● **文章**:
__________

投資人眼中的“寒冬”到底什麼樣?丨WISE 2018新經濟之王
2018年11月27日-28日,第六屆WISE大會——“WISE 2018新經濟之王”如期而至。在這個不斷變化、充滿焦慮和不安、卻又英雄輩出的時代,我們一起見證著新經濟之王的誕生。我們認為主要由科技創新和資本擴張所驅動增長的經濟模型可以被認為是新經濟,這個領域裡有許多正在高速成長的、了不起的新經濟公司。從任何角度來看,他們既顛覆了行業,也推動了行業發展,更深刻地改變著我們每個人的生活。
整個2018年,一二級市場普遍趨冷的大環境使得“資本寒冬”成為此次WISE大會上被多次提及的關鍵詞。面對前兩年掀起的“雙創”熱潮迴歸理性,處在經濟、產業週期、資本、政策四大週期疊加而成的“最冷”寒冬下,衝在一線的投資人們究竟如何看待市場?如何看待未來?他們對於創業專案的偏好又是否會產生變化?
11月28日上午,一場名為“潮水退後的投資堅守與賦能”的圓桌對話在WISE大會上展開。 此次對話邀請到山行資本合夥人朱思行、華興新經濟基金執行董事牛曉毅、Ventech China管理合夥人金晨、昌發展總經理王穎共同參與,並由36氪基金創始合夥人、36氪集團副總裁趙甜主持。
針對“寒冬之下,投資策略變了嗎”、“細化管退,有何高招”以及“未來誰會是新經濟之王”等話題,投資人們分別分享了自己的觀察與觀點。

__________

● **原始資料**:

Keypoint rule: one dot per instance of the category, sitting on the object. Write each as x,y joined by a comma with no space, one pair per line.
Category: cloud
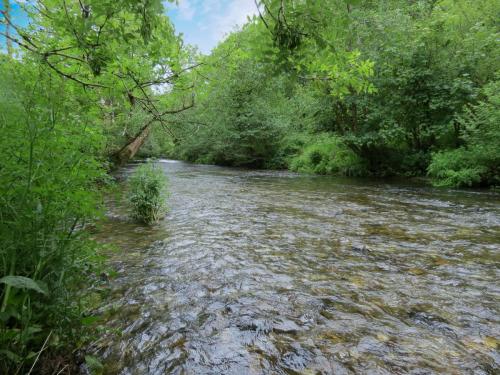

__________

● **練習題目 1**: 按照文章的說法,那場圓桌對話是誰主持的?
● **練習題目 2**: 把文章中從“整個2018年,一二級市場普”開始、一直到“分別分享了自己的觀察與觀點。”為止的這一段再寫一遍,寫的時候把“圓桌對話”換成“座談會”。

● **參考答案 1**: 由36氪基金創始合夥人、36氪集團副總裁趙甜主持。

● **參考答案 2**:
整個2018年,一二級市場普遍趨冷的大環境使得“資本寒冬”成為此次WISE大會上被多次提及的關鍵詞。面對前兩年掀起的“雙創”熱潮迴歸理性,處在經濟、產業週期、資本、政策四大週期疊加而成的“最冷”寒冬下,衝在一線的投資人們究竟如何看待市場?如何看待未來?他們對於創業專案的偏好又是否會產生變化?
11月28日上午,一場名為“潮水退後的投資堅守與賦能”的座談會在WISE大會上展開。 此次對話邀請到山行資本合夥人朱思行、華興新經濟基金執行董事牛曉毅、Ventech China管理合夥人金晨、昌發展總經理王穎共同參與,並由36氪基金創始合夥人、36氪集團副總裁趙甜主持。
針對“寒冬之下,投資策略變了嗎”、“細化管退,有何高招”以及“未來誰會是新經濟之王”等話題,投資人們分別分享了自己的觀察與觀點。